[Exercise inputs]

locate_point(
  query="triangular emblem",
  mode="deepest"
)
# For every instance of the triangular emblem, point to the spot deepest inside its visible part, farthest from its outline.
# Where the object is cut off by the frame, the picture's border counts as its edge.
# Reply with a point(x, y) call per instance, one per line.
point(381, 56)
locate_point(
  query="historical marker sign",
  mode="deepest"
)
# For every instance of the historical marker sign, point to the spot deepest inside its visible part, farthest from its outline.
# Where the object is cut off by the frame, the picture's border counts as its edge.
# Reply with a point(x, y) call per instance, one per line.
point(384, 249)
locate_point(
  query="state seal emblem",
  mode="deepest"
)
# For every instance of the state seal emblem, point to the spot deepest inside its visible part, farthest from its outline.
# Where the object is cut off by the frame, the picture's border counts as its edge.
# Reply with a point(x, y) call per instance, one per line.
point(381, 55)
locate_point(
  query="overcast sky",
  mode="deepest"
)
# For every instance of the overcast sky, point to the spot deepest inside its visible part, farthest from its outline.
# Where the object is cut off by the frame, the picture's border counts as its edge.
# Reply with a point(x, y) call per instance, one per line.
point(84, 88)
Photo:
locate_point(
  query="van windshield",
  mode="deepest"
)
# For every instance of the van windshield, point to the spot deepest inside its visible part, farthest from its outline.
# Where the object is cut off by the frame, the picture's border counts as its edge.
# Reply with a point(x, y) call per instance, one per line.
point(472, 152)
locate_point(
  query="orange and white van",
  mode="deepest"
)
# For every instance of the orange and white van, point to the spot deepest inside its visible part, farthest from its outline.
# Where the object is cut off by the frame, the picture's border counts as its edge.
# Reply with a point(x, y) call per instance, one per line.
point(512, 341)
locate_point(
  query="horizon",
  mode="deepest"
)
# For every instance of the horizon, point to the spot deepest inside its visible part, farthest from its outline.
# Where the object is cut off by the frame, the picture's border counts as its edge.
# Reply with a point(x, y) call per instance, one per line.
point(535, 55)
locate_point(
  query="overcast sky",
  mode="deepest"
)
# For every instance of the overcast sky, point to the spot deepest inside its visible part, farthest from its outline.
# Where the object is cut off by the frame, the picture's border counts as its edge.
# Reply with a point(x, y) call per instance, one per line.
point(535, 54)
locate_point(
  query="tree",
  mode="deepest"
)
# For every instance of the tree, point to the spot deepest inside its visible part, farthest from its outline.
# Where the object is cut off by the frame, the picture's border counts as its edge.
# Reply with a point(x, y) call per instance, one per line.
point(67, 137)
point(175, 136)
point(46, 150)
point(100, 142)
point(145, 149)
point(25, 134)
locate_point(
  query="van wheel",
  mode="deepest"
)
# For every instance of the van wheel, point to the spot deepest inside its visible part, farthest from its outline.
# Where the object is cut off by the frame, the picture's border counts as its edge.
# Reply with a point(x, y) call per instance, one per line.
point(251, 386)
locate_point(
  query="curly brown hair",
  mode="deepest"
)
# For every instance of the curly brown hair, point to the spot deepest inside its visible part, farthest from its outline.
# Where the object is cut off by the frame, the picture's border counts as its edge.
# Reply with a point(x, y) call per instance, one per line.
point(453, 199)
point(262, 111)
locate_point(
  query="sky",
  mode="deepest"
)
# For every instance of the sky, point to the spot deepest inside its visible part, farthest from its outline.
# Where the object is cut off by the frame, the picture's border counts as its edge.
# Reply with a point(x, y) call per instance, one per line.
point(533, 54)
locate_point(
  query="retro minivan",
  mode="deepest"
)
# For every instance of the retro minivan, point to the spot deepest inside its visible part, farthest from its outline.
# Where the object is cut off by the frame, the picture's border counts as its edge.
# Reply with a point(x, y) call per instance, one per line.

[/Exercise inputs]

» **Goal of the exercise**: Repeat the listing. Keep every character the same.

» **Response box**:
locate_point(
  query="triangular emblem",
  mode="deepest"
)
# For every instance of the triangular emblem, point to the spot deepest inside its visible part, farthest from its outline.
# Where the object is cut off by the frame, the picture's border counts as its edge.
# Reply with a point(x, y) call per instance, one per line.
point(381, 56)
locate_point(
  query="historical marker sign",
  mode="deepest"
)
# For every instance of the historical marker sign, point to the spot deepest inside its visible part, farthest from its outline.
# Where the object is cut off by the frame, the picture's border counts as its edge.
# Reply with a point(x, y) call per instance, one per line.
point(384, 249)
locate_point(
  query="state seal emblem",
  mode="deepest"
)
# For every instance of the state seal emblem, point to the spot deepest inside its visible part, farthest from its outline.
# Where the object is cut off by the frame, the picture's border counts as its edge.
# Reply with a point(x, y) call per instance, one per line.
point(381, 55)
locate_point(
  query="overcast sky",
  mode="deepest"
)
# For every instance of the overcast sky, point to the spot deepest inside its visible part, farthest from its outline.
# Where the object is cut off by the frame, the picture's border counts as its edge.
# Reply with a point(x, y) call per instance, one per line.
point(84, 88)
Photo:
locate_point(
  query="van windshield",
  mode="deepest"
)
# For every instance of the van windshield, point to the spot deepest inside its visible part, farthest from its outline.
# Where the object is cut off by the frame, the picture's border counts as its edge.
# Reply with a point(x, y) call per instance, one per line.
point(472, 152)
locate_point(
  query="orange and white van",
  mode="deepest"
)
# For every instance of the orange and white van, point to the spot deepest inside its visible part, farthest from its outline.
# Where the object is cut off by the frame, the picture's border counts as its edge.
# Reply with a point(x, y) call per instance, one per line.
point(512, 341)
locate_point(
  query="horizon",
  mode="deepest"
)
# For every instance of the horizon, point to the spot deepest inside its visible part, farthest from its outline.
# Where the object is cut off by the frame, the picture's border counts as its edge.
# Reply with a point(x, y) call per instance, one per line.
point(535, 55)
locate_point(
  query="overcast sky",
  mode="deepest"
)
# For every instance of the overcast sky, point to the spot deepest inside its visible part, farthest from its outline.
# Where the object is cut off by the frame, the picture's border counts as its edge.
# Reply with a point(x, y) call per instance, one per line.
point(535, 54)
locate_point(
  query="tree",
  mode="deepest"
)
# For every instance of the tree, point to the spot deepest inside its visible part, farthest from its outline.
# Where the object is cut off by the frame, the picture's border counts as its edge.
# Reply with a point(x, y) call per instance, one per line.
point(67, 137)
point(175, 136)
point(46, 150)
point(100, 142)
point(145, 149)
point(25, 134)
locate_point(
  query="van wheel",
  mode="deepest"
)
# For every instance of the van wheel, point to the spot deepest inside its visible part, farthest from its outline.
# Where the object is cut off by the frame, the picture's border counts as its edge.
# Reply with a point(x, y) call per instance, one per line.
point(251, 386)
locate_point(
  query="curly brown hair",
  mode="deepest"
)
# For every instance of the curly brown hair, point to the spot deepest inside its visible part, farthest from its outline.
# Where the object is cut off by the frame, the picture's border counts as its edge.
# Reply with a point(x, y) call per instance, one per line.
point(453, 199)
point(262, 111)
locate_point(
  query="sky",
  mode="deepest"
)
# For every instance of the sky, point to the spot deepest inside its visible part, farthest from its outline.
# Where the object is cut off by the frame, the picture's border counts as its edge.
# Reply with a point(x, y) call per instance, one per line.
point(533, 54)
locate_point(
  query="retro minivan",
  mode="deepest"
)
# For every instance of the retro minivan, point to the spot deepest inside its visible part, farthest from its outline.
# Where the object is cut off by the frame, the picture's border counts as its edge.
# Reply with a point(x, y) call per instance, one per line.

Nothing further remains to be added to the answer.